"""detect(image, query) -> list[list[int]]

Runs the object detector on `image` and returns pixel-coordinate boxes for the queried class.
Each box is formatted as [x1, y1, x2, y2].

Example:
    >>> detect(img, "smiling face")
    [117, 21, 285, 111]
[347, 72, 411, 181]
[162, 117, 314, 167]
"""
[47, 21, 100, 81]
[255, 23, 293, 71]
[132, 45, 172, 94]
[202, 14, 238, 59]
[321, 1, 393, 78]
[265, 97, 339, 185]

Prompt>
Swap "smiling face" for "frowning face" in the records and write them out again with everything else left unchanged.

Finished exercise>
"""detect(image, query) -> list[list[int]]

Runs the object detector on `image` and returns pixel-coordinate boxes for the queried class.
Each box is formatted as [x1, y1, x2, y2].

Example:
    >>> detect(img, "frowning face")
    [117, 21, 285, 111]
[347, 72, 411, 181]
[162, 117, 314, 167]
"""
[47, 21, 100, 81]
[255, 23, 293, 71]
[132, 45, 172, 94]
[202, 14, 238, 59]
[321, 1, 393, 78]
[265, 97, 339, 185]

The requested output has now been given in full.